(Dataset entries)
╔══

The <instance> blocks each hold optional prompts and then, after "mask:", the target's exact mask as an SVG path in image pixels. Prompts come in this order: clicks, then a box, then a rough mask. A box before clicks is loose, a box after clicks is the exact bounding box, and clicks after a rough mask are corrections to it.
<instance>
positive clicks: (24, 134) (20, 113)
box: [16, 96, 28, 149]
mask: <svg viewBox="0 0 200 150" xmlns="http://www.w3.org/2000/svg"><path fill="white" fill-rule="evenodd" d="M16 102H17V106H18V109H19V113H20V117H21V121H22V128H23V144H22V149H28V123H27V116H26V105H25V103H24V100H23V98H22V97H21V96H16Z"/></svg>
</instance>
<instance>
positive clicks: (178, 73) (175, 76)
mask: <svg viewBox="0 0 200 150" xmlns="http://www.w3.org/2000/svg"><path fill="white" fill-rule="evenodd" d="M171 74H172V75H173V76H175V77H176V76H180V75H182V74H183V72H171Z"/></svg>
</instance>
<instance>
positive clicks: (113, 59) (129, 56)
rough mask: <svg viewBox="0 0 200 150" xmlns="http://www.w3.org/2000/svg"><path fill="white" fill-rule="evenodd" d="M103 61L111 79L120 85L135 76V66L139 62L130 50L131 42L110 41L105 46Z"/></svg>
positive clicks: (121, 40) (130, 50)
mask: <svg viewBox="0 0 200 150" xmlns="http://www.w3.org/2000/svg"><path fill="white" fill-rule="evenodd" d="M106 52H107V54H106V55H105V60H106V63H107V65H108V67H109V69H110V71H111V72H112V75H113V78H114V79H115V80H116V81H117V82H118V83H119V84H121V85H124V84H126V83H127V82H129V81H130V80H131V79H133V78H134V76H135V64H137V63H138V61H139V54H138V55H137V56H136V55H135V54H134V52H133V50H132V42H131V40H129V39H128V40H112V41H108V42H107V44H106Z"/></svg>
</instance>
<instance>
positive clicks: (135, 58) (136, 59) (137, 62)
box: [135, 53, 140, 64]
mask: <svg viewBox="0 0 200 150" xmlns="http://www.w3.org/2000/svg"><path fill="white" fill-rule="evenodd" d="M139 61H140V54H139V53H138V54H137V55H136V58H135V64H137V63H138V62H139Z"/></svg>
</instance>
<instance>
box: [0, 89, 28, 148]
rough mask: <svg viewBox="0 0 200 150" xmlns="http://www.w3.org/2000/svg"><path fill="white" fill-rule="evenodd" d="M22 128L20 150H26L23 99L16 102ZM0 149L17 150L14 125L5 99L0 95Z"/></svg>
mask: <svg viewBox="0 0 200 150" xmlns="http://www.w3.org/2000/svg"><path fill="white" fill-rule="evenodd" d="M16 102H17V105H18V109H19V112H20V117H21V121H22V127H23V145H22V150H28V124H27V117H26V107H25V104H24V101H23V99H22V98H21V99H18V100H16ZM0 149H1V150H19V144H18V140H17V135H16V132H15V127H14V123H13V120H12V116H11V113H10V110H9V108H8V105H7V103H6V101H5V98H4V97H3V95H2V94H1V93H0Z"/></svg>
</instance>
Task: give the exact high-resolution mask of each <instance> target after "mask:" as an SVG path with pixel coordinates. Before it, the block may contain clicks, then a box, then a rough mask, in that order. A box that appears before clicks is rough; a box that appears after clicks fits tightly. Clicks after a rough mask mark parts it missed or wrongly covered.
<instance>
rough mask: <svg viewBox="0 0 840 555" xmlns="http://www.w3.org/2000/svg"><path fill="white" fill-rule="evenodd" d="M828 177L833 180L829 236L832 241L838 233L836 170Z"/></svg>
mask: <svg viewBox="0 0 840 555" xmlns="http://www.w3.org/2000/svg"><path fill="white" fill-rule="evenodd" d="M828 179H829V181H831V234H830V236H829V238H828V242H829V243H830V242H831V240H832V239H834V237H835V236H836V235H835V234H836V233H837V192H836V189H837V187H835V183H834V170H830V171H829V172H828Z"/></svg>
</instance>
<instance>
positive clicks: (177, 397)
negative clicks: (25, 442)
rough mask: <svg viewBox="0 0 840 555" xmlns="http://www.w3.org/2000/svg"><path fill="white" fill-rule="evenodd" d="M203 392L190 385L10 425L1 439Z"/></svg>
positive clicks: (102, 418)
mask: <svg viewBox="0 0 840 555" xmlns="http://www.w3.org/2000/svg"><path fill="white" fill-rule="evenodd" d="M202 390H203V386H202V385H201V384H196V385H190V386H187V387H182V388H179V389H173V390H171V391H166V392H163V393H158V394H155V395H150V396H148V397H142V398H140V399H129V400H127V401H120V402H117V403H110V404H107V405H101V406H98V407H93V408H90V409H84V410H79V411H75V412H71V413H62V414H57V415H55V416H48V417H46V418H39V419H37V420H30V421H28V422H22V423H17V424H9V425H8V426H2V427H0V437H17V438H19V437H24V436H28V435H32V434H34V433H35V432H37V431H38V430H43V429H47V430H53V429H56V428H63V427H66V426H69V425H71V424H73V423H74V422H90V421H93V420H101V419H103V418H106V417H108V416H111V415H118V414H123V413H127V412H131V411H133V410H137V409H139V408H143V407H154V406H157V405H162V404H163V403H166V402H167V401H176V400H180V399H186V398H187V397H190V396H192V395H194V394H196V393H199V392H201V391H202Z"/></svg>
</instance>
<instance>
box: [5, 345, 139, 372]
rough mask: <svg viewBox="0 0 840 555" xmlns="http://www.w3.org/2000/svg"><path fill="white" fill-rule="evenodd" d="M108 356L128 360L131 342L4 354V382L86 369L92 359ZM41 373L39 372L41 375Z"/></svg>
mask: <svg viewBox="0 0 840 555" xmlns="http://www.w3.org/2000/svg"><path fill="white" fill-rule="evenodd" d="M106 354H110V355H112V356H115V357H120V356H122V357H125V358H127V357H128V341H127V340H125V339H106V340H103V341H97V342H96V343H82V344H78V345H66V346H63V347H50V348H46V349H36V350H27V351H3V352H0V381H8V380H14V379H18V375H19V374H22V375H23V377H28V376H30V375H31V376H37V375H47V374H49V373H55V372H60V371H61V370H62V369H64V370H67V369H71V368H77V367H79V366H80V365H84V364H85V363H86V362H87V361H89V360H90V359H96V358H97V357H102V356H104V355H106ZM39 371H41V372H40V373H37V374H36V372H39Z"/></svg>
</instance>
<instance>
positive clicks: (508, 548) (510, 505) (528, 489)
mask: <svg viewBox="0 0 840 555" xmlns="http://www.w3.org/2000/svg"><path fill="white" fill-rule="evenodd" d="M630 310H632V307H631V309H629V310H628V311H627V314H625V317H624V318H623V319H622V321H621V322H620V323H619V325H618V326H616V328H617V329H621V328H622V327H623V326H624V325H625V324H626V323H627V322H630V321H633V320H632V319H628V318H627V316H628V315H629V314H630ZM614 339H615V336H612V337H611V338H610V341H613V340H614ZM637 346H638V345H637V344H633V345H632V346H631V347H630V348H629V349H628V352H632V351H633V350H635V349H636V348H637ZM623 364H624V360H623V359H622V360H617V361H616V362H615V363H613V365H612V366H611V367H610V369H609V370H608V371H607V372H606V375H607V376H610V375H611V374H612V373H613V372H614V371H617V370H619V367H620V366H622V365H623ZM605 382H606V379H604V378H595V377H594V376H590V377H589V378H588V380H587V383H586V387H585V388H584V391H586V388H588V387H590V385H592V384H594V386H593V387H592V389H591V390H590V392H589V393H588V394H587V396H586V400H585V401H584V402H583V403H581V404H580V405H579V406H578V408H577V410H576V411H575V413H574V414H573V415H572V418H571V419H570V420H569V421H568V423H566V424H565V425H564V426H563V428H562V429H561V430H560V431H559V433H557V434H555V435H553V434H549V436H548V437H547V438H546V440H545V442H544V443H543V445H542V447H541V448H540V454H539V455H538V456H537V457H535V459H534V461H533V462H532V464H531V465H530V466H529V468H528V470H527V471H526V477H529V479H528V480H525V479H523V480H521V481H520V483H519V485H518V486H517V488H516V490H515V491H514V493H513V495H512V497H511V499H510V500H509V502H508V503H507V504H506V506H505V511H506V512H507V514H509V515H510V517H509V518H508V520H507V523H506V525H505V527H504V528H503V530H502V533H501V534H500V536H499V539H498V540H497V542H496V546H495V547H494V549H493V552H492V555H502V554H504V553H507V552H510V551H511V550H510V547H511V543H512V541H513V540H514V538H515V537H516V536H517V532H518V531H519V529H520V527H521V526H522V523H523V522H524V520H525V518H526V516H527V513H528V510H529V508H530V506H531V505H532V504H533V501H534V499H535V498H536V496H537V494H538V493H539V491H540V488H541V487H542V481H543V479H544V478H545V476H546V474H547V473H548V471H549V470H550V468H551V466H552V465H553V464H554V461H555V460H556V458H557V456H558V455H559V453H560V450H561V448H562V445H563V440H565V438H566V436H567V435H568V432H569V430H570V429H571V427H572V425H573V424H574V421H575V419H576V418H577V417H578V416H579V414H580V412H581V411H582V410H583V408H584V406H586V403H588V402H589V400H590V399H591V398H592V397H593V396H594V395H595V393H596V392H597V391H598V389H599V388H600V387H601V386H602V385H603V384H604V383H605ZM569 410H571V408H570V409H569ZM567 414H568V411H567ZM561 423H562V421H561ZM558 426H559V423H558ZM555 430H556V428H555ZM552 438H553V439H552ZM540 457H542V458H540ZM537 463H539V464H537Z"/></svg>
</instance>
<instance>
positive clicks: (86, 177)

╚══

**Task directions**: Turn the lines from the very start of the rows through the line that contains "box: [16, 96, 28, 149]" into a JSON list of strings, one string per line. Skip any blank lines.

**Response**:
[
  "The <instance> blocks each hold optional prompts and then, after \"mask:\", the target's exact mask as an SVG path in image pixels. Prompts come in this order: clicks, then a box, then a rough mask. A box before clicks is loose, a box after clicks is the exact bounding box, and clicks after a rough mask are corrections to it.",
  "<instance>",
  "positive clicks: (24, 134) (20, 113)",
  "box: [16, 96, 28, 149]"
]